To PDF, or not to PDF, that is the question.
On first consideration it is an easy answer. Content should be published in an open and accessible form and that means publishing content as HTML and avoiding proprietary, potentially non accessible formats such as PDF. The issue however is more nuanced as there are circumstances where a PDF may still be appropriate and possible, given the circumstances.
This article takes a look at the nuances, by reviewing the accessibility context and then offers some recommended approaches to authoring content.
Do Australian Government sites need to be accessible?
Yes. The Disability Discrimination Act requires that equaly access is required by law for people with a disability where it can reasonably provided. Further, Australia is a signatory to the Convention on the Rights of Persons with Disabilities which assets rights for people with disability. Signatories need to take all appropriate measures to ensure that persons with disabilities can exercise the right to freedom of expression and opinion, including the freedom to seek, receive and impart information and ideas on an equal basis with others and through all forms of communication of their choice”
What does the Australian Government Style Manual say about PDFs?
The Style Manual is very firm, HTML should be used rather than PDFs. The following problems are noted:
PDFs often create problems for users, including:
- Scalability – PDFs don't reflow to fit the user's screen or browser windows.
- Speed – PDF files are much larger than optimised HTML pages. They can be harder to use by people with slow internet access.
- Navigation – you can't link from a page to a section of a PDF. PDFs can also cause disorientation when they open in a new tab or different tool.

Your objective
Answer from the text on PDFs:
(a) Which format does it say content should be published as?
(b) Which convention is Australia named as a signatory to?
(c) Under "Speed," how does the size of PDF files compare with optimized HTML pages?

Dataset content
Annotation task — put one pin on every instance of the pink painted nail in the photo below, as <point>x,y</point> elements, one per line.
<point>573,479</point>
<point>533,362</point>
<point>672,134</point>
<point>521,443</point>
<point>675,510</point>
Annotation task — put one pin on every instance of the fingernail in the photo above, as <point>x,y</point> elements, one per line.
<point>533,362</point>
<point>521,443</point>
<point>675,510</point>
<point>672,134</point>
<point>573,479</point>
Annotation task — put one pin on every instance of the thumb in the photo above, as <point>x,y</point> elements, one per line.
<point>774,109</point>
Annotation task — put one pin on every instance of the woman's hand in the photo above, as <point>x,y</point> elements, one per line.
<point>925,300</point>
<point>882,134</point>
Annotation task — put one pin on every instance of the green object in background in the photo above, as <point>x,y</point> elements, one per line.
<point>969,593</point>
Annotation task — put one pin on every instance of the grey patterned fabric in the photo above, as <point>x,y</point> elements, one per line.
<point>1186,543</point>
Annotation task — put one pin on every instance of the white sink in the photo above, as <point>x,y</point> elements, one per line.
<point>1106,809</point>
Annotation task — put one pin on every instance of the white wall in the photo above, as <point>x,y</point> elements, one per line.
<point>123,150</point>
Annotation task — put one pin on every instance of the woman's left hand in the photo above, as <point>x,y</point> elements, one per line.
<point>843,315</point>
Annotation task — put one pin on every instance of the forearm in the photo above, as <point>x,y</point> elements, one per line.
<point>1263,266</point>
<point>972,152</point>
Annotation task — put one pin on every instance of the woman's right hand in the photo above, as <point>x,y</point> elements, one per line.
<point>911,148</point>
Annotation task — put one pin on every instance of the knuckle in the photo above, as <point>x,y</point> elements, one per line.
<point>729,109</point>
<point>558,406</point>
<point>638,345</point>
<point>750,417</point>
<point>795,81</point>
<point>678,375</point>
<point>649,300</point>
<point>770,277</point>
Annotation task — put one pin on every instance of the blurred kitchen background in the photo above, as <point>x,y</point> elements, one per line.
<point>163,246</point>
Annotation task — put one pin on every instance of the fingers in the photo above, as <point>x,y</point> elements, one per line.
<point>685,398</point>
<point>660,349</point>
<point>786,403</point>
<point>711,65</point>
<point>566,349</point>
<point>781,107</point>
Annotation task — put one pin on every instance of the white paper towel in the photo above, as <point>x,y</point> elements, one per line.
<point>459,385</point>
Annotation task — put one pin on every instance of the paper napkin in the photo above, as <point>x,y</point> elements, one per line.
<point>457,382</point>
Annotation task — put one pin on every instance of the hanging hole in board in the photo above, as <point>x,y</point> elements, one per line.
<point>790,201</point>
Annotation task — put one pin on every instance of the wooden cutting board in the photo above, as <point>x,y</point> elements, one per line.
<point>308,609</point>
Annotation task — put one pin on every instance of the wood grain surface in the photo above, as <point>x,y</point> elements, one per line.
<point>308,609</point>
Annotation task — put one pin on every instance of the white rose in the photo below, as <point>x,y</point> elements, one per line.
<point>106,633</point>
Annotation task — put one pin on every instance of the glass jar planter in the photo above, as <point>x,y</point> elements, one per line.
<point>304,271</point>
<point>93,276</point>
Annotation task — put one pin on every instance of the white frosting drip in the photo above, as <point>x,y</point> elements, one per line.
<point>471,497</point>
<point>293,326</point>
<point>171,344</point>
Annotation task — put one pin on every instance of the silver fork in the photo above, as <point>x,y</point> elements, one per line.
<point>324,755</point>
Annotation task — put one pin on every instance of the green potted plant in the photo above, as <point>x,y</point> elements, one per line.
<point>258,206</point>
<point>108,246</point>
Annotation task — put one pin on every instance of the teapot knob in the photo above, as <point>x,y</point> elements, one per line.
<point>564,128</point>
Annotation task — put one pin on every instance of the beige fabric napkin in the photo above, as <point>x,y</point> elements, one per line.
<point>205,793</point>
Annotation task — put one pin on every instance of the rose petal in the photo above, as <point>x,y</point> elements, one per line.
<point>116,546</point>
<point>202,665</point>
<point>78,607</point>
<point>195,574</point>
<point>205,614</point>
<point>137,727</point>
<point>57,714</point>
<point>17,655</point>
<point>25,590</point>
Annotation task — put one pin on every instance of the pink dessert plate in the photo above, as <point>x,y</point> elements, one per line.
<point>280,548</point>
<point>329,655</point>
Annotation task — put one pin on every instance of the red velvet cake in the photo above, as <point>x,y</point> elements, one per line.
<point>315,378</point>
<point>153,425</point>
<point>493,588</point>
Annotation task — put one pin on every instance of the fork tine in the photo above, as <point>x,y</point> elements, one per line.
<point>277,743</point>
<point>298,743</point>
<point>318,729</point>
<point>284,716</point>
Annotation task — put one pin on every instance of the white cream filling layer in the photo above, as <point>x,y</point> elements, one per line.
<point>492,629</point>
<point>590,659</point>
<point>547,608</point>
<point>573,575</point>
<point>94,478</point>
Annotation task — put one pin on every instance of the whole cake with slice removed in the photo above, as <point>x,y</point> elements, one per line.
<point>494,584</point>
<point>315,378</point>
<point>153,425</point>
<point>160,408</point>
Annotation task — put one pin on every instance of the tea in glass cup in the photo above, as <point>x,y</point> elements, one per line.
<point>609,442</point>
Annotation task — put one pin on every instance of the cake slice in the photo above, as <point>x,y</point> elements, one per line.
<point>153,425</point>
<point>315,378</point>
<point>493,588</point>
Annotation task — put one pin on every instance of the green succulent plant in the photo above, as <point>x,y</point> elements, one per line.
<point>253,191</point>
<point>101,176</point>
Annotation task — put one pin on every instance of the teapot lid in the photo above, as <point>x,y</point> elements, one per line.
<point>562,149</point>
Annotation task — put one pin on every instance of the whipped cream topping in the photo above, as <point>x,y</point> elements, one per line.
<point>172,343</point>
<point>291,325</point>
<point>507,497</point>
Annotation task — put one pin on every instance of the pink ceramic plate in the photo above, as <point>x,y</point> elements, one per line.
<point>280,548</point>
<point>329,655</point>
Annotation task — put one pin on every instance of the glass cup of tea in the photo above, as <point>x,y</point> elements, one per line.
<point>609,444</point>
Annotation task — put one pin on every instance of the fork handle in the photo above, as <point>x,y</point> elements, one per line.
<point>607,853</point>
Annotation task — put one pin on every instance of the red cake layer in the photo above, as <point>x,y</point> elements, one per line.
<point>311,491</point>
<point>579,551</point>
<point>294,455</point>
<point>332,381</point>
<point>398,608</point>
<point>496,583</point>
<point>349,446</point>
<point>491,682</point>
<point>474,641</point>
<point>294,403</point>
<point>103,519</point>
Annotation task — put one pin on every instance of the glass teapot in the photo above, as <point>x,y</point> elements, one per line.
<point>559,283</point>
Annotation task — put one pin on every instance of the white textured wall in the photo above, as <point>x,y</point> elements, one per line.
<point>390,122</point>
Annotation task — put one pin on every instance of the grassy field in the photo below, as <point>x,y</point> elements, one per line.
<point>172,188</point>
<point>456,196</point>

Full response
(a) HTML.
(b) The Convention on the Rights of Persons with Disabilities.
(c) PDF files are much larger than optimized HTML pages.